- _ASSIGNMENT_:
All entries shown below should be duplicated character for character.

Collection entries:

- - - - -

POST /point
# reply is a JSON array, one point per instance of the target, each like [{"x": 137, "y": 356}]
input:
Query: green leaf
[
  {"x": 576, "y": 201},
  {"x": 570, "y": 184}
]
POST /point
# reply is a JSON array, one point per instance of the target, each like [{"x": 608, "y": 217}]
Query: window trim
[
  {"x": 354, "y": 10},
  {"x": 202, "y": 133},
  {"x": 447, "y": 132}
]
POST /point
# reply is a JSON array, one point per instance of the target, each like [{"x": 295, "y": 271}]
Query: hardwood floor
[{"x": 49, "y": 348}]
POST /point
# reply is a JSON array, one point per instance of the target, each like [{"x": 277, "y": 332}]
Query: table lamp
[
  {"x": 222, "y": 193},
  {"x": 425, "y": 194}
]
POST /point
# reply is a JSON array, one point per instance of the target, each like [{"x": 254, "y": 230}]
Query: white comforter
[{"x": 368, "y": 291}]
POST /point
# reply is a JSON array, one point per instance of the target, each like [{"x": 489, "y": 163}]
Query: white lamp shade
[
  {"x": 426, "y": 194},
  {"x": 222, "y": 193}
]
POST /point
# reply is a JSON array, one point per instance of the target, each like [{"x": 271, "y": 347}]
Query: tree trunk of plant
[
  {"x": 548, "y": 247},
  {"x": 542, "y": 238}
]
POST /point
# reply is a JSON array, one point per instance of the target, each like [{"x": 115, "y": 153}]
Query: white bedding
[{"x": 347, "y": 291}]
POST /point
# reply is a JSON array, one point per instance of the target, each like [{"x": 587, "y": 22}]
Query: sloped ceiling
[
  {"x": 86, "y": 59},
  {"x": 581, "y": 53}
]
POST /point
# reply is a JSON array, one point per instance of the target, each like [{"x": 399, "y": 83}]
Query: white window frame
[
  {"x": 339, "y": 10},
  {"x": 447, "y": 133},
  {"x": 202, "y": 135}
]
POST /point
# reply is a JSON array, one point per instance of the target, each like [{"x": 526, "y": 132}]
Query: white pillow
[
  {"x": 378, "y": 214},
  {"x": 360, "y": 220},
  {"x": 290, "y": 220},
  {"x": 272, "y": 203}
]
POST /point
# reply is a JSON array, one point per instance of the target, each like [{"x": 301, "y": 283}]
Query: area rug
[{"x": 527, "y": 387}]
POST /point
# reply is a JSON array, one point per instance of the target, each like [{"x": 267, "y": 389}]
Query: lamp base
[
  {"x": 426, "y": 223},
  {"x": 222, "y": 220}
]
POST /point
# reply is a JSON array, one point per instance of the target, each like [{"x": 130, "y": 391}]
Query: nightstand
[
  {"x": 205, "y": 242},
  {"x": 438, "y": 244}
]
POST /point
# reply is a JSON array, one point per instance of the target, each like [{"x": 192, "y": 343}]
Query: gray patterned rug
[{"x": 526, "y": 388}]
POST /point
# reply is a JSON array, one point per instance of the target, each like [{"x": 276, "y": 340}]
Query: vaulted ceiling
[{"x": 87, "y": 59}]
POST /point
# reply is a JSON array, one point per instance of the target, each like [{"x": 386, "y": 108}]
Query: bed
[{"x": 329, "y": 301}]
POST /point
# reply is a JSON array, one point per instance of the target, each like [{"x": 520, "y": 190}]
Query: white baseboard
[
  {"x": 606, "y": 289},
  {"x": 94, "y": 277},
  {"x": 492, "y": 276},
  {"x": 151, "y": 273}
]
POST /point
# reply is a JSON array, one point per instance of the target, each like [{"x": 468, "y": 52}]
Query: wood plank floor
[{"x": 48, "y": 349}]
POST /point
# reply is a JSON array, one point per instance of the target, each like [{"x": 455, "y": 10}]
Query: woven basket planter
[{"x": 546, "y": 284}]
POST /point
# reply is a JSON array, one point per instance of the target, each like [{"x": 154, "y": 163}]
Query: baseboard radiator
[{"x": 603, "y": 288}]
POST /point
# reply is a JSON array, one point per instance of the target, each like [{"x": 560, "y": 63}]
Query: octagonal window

- - - - -

- _TASK RESPONSE_:
POST /point
# reply is a JSON array, one point per instance of the target, each like [{"x": 137, "y": 356}]
input:
Query: green leaf
[
  {"x": 576, "y": 201},
  {"x": 570, "y": 184}
]
POST /point
# reply is a JSON array, one point per instance of the target, each like [{"x": 608, "y": 217}]
Query: window trim
[
  {"x": 354, "y": 10},
  {"x": 202, "y": 133},
  {"x": 447, "y": 132}
]
POST /point
# reply is a JSON array, one point per instance of the target, each like [{"x": 295, "y": 271}]
Query: hardwood floor
[{"x": 49, "y": 348}]
POST /point
# reply is a JSON array, one point per instance of the target, each like [{"x": 277, "y": 332}]
Query: table lamp
[
  {"x": 222, "y": 193},
  {"x": 425, "y": 194}
]
POST /point
# reply is a JSON array, one point per instance of the target, each like [{"x": 254, "y": 230}]
Query: white comforter
[{"x": 368, "y": 291}]
POST /point
# reply is a JSON array, one point per instance of the target, each like [{"x": 489, "y": 163}]
Query: white lamp shade
[
  {"x": 426, "y": 194},
  {"x": 222, "y": 193}
]
POST /point
# reply is a JSON array, one point per instance of the target, each like [{"x": 271, "y": 347}]
Query: tree trunk of plant
[
  {"x": 548, "y": 247},
  {"x": 542, "y": 238}
]
POST /point
# reply is a JSON array, one point per instance of the target, each like [{"x": 115, "y": 153}]
Query: white bedding
[{"x": 347, "y": 291}]
POST /point
# reply is a JSON array, one point per instance of the target, each like [{"x": 587, "y": 22}]
Query: sloped ceiling
[
  {"x": 86, "y": 59},
  {"x": 581, "y": 53}
]
POST /point
# reply is a JSON array, one point per instance of the target, each like [{"x": 399, "y": 83}]
Query: white window frame
[
  {"x": 339, "y": 10},
  {"x": 447, "y": 133},
  {"x": 202, "y": 135}
]
POST /point
# reply is a JSON array, one point per instance of the target, each like [{"x": 526, "y": 132}]
Query: white pillow
[
  {"x": 378, "y": 214},
  {"x": 360, "y": 220},
  {"x": 290, "y": 220},
  {"x": 272, "y": 203}
]
POST /point
# reply is a JSON array, one point per instance of the target, each like [{"x": 301, "y": 283}]
Query: area rug
[{"x": 527, "y": 387}]
POST /point
# reply is a JSON array, one point per instance of the target, each like [{"x": 267, "y": 389}]
Query: lamp base
[
  {"x": 426, "y": 223},
  {"x": 222, "y": 220}
]
POST /point
# reply is a JSON array, one point per instance of the target, each like [{"x": 130, "y": 391}]
Query: nightstand
[
  {"x": 205, "y": 242},
  {"x": 438, "y": 244}
]
POST /point
# reply is a JSON array, one point per instance of the target, each like [{"x": 192, "y": 343}]
Query: gray patterned rug
[{"x": 526, "y": 388}]
POST /point
# reply is a JSON array, one point per instance of the target, each like [{"x": 276, "y": 340}]
Query: vaulted ceiling
[{"x": 87, "y": 59}]
POST /point
# reply is a JSON array, one point per instance of the target, each like [{"x": 386, "y": 108}]
Query: bed
[{"x": 329, "y": 301}]
POST /point
# reply is a JSON array, one point per instance of the target, each like [{"x": 520, "y": 190}]
Query: white baseboard
[
  {"x": 606, "y": 289},
  {"x": 94, "y": 277},
  {"x": 492, "y": 276},
  {"x": 151, "y": 273}
]
POST /point
# reply is a JSON array, one point per instance of the target, each like [{"x": 468, "y": 52}]
Query: wood plank floor
[{"x": 48, "y": 349}]
POST /point
# reply is a JSON array, one point per instance of the target, each like [{"x": 455, "y": 10}]
Query: woven basket planter
[{"x": 546, "y": 284}]
POST /point
# reply is a JSON array, one point per instance of the target, each like [{"x": 154, "y": 163}]
Query: baseboard radiator
[{"x": 603, "y": 288}]
POST /point
# reply is a JSON array, one point per instance of the target, each like [{"x": 560, "y": 63}]
Query: octagonal window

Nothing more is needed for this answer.